Estratti di dataset sull'indicazione di oggetti:

►

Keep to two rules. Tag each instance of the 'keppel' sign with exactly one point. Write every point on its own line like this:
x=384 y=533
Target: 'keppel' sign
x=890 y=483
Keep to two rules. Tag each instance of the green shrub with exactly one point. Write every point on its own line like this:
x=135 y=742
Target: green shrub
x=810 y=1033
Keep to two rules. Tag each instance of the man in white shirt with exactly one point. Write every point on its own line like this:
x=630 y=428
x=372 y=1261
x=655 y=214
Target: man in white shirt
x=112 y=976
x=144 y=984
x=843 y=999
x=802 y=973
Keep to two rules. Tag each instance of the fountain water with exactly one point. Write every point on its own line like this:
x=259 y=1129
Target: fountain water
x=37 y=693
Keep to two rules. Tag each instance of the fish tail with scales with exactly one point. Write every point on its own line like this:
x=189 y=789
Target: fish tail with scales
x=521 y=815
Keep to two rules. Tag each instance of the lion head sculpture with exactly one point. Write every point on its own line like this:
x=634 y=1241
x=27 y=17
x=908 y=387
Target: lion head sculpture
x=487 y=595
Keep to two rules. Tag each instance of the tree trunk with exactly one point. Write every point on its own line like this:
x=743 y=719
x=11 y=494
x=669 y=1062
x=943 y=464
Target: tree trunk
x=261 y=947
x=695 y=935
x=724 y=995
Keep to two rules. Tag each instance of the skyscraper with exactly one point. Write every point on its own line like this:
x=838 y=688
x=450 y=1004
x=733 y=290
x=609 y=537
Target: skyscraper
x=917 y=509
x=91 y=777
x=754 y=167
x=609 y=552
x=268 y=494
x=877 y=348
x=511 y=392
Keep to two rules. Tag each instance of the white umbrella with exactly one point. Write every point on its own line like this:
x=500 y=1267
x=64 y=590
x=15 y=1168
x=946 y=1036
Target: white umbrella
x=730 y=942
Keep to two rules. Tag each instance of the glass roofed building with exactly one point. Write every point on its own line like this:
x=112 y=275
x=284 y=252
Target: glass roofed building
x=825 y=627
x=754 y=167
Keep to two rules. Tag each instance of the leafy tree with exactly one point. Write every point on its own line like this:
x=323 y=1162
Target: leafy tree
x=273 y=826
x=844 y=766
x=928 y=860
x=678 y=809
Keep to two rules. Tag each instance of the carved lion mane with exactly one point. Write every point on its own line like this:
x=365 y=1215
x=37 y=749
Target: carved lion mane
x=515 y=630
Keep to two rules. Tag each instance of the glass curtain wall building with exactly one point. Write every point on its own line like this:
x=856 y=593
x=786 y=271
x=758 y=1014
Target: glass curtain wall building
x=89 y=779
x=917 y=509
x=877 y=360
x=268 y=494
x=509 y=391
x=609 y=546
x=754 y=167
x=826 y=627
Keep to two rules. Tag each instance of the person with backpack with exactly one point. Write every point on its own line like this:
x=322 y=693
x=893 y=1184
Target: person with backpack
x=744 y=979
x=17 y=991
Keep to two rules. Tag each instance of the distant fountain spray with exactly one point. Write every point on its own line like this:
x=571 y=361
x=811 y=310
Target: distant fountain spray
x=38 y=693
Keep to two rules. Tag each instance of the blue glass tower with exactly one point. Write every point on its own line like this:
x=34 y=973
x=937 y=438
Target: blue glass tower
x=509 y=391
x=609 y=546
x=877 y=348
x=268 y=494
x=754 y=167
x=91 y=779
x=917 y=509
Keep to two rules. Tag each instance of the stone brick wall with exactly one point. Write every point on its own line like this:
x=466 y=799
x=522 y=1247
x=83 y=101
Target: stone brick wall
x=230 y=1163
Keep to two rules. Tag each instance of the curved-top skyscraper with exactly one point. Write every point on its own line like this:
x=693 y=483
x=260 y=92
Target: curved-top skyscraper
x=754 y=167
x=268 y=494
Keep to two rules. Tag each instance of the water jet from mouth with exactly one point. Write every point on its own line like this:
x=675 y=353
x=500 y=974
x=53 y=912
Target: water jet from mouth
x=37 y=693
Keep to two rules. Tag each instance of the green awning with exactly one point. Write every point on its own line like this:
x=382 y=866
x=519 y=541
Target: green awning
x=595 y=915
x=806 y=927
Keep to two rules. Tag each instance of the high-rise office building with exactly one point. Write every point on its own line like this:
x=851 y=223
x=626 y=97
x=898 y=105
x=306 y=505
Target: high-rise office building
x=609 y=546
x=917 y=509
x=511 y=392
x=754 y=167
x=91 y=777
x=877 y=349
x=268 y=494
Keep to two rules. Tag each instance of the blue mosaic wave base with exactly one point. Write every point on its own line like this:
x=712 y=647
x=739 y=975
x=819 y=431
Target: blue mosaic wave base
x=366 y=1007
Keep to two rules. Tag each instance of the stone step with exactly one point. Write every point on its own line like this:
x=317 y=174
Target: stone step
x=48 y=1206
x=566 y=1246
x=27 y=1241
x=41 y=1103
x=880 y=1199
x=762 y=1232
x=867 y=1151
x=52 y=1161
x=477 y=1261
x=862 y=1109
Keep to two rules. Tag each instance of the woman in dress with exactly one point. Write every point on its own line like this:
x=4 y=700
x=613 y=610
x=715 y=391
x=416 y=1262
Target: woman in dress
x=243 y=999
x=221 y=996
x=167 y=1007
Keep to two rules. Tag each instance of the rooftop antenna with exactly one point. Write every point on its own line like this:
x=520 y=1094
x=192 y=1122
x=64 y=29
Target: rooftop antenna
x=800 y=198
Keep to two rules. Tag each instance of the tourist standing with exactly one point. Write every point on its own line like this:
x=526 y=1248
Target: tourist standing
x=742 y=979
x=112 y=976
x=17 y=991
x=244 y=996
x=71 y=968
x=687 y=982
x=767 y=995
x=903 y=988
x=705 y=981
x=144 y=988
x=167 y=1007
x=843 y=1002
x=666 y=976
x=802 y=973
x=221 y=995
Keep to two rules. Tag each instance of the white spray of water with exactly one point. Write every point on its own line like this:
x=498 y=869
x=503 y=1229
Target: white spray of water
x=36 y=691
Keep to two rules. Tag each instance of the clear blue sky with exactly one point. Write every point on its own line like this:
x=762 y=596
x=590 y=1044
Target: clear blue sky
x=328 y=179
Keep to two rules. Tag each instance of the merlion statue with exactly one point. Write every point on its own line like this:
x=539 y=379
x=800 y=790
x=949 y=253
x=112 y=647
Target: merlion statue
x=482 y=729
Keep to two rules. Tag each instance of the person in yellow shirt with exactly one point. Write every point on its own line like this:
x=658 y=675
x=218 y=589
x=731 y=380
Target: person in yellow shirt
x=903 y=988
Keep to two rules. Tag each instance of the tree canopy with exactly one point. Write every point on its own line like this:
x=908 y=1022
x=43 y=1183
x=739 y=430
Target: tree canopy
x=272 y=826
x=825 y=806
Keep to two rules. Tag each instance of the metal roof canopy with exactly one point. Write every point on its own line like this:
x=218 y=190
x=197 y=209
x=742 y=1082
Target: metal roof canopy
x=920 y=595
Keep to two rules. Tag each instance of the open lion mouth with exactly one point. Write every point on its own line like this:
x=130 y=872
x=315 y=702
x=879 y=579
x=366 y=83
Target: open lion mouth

◄

Nel materiale qui sopra rinomina "Target" in "Goal" ovunque compaia, poi riporta le righe lasciando invariato tutto il resto.

Risposta:
Keep to two rules. Tag each instance of the 'keppel' sign with exactly one point. Write every point on its own line like this:
x=384 y=533
Goal: 'keppel' sign
x=890 y=483
Keep to two rules. Tag each instance of the green shrub with exactly one point. Write every point on its own line like this:
x=135 y=742
Goal: green shrub
x=810 y=1033
Keep to two rules. Tag each instance of the man in white shirt with exactly one point. Write every point on its own line like this:
x=630 y=428
x=372 y=1261
x=655 y=214
Goal: man in white shirt
x=112 y=976
x=144 y=984
x=843 y=999
x=802 y=973
Keep to two rules. Tag each instance of the fountain water with exactly one point. Write every point on its own line like this:
x=259 y=1129
Goal: fountain water
x=37 y=693
Keep to two rules. Tag each instance of the fish tail with scales with exactly one point. Write every point on its own line like this:
x=189 y=789
Goal: fish tail with scales
x=521 y=815
Keep to two rules. Tag each instance of the lion head sculpture with exactly one point. Write every point on its own line like this:
x=634 y=1241
x=27 y=17
x=908 y=387
Goal: lion head sculpture
x=487 y=595
Keep to two rules. Tag each instance of the tree trunk with exactly one point. Write every point on its own line like this:
x=743 y=719
x=11 y=494
x=669 y=1062
x=943 y=464
Goal: tree trunk
x=261 y=947
x=695 y=935
x=724 y=995
Keep to two rules. Tag each instance of the skyscraper with exactly one point. Write every point on its own line like this:
x=838 y=688
x=450 y=1004
x=733 y=290
x=609 y=537
Goal: skyscraper
x=917 y=509
x=91 y=777
x=754 y=167
x=609 y=552
x=268 y=494
x=877 y=348
x=511 y=392
Keep to two rules. Tag each instance of the white umbrella with exactly one point. Write every point on its own line like this:
x=500 y=1267
x=64 y=590
x=15 y=1168
x=946 y=1036
Goal: white umbrella
x=730 y=942
Keep to two rules. Tag each instance of the glass roofed building with exactly one point. Write every point on its own line like this:
x=112 y=275
x=284 y=252
Goal: glass roofed building
x=825 y=627
x=754 y=167
Keep to two rules. Tag each instance of the leafy tree with exactly one point. Write every point on its own line like this:
x=323 y=1162
Goal: leafy tree
x=273 y=826
x=844 y=766
x=928 y=860
x=678 y=809
Keep to two rules. Tag each instance of the carved lion mane with exactly one point. Write every point on its own line like this:
x=365 y=1215
x=37 y=749
Goal: carved lion mane
x=515 y=630
Keep to two rules. Tag each instance of the glass curtain wall building with exactly one point. Write every point on its own line like this:
x=856 y=593
x=786 y=271
x=758 y=1014
Goal: glass curtain wall building
x=89 y=779
x=917 y=509
x=877 y=360
x=268 y=494
x=509 y=391
x=609 y=546
x=754 y=167
x=826 y=627
Keep to two rules. Tag each instance of the person with backpack with exactly one point. Write every point on its own line like this:
x=322 y=693
x=893 y=1184
Goal: person with backpack
x=744 y=979
x=17 y=991
Keep to two rules. Tag each instance of the distant fountain spray with exactly one point. Write every point on its own line like this:
x=571 y=361
x=811 y=310
Goal: distant fountain spray
x=38 y=693
Keep to two rules. Tag each instance of the blue glass tower with exactly one point. Write every point on its own line like this:
x=34 y=973
x=937 y=438
Goal: blue glass tower
x=509 y=391
x=609 y=546
x=877 y=348
x=268 y=494
x=754 y=167
x=91 y=779
x=917 y=509
Keep to two rules. Tag each instance of the stone brick wall with exactly one point. Write every point on its own line like this:
x=466 y=799
x=522 y=1247
x=83 y=101
Goal: stone brick wall
x=230 y=1163
Keep to two rules. Tag each instance of the curved-top skyscraper with exactly one point. Write every point on its own line like this:
x=693 y=483
x=260 y=92
Goal: curved-top skyscraper
x=754 y=167
x=268 y=494
Keep to two rules. Tag each instance of the water jet from mouth with exactly one point. Write every point on its own line like this:
x=675 y=353
x=500 y=974
x=53 y=912
Goal: water jet from mouth
x=37 y=693
Keep to two rules. Tag each instance of the green awning with exactly one point. Write every point on its own line like this:
x=382 y=866
x=519 y=541
Goal: green awning
x=595 y=915
x=806 y=927
Keep to two rules. Tag each instance of the high-rise office building with exactly one point. Write every point on its own line like this:
x=851 y=223
x=626 y=97
x=898 y=105
x=306 y=505
Goal: high-rise office building
x=609 y=546
x=917 y=509
x=511 y=392
x=754 y=167
x=91 y=777
x=877 y=349
x=268 y=494
Keep to two rules. Tag each instance of the blue mosaic wave base with exactly one point. Write every point on its own line like this:
x=712 y=647
x=739 y=975
x=819 y=431
Goal: blue mosaic wave base
x=366 y=1007
Keep to two rules. Tag each instance of the stone step with exactly one point. Write every point on its own line like this:
x=317 y=174
Goal: stone step
x=48 y=1206
x=566 y=1246
x=27 y=1241
x=41 y=1103
x=880 y=1199
x=762 y=1232
x=867 y=1151
x=52 y=1161
x=477 y=1261
x=862 y=1109
Keep to two rules. Tag each instance of the woman in dress with exactly one point. Write every point on its own line like this:
x=4 y=700
x=613 y=610
x=715 y=391
x=416 y=1262
Goal: woman in dress
x=243 y=999
x=221 y=996
x=167 y=1007
Keep to two rules. Tag each instance of the rooftop antenna with exactly one point. Write every point on its own line like this:
x=520 y=1094
x=192 y=1122
x=64 y=29
Goal: rooftop antenna
x=800 y=198
Keep to two rules. Tag each instance of the tourist standing with exactly one point. Write every point on its own line like this:
x=526 y=1248
Goal: tourist standing
x=742 y=979
x=112 y=976
x=17 y=991
x=244 y=996
x=71 y=968
x=687 y=982
x=767 y=995
x=903 y=988
x=705 y=981
x=144 y=988
x=167 y=1007
x=843 y=1002
x=666 y=976
x=802 y=973
x=221 y=995
Keep to two rules. Tag each instance of the white spray of water with exactly one point. Write every point on its own line like this:
x=498 y=869
x=503 y=1229
Goal: white spray of water
x=36 y=691
Keep to two rules. Tag each instance of the clear blue sky with exactly one point. Write every point on its own line like this:
x=762 y=596
x=590 y=1044
Goal: clear blue sky
x=328 y=179
Keep to two rules. Tag each instance of the merlion statue with exactly one point. Write every point on its own line like this:
x=539 y=379
x=800 y=790
x=949 y=253
x=112 y=647
Goal: merlion statue
x=482 y=729
Keep to two rules. Tag each instance of the person in yellow shirt with exactly one point. Write every point on its own line like this:
x=658 y=675
x=218 y=589
x=731 y=380
Goal: person in yellow shirt
x=903 y=988
Keep to two rules. Tag each instance of the tree canopy with exactly one point. Write every point on its own line like this:
x=908 y=1022
x=43 y=1183
x=739 y=430
Goal: tree canopy
x=272 y=826
x=825 y=806
Keep to two rules. Tag each instance of the metal roof canopy with exactly one point. Write every point on its own line like this:
x=218 y=190
x=197 y=209
x=742 y=1082
Goal: metal roof canopy
x=920 y=595
Keep to two rules. Tag each instance of the open lion mouth with exactly one point. Write every point on its own line like this:
x=130 y=872
x=315 y=702
x=879 y=579
x=366 y=83
Goal: open lion mouth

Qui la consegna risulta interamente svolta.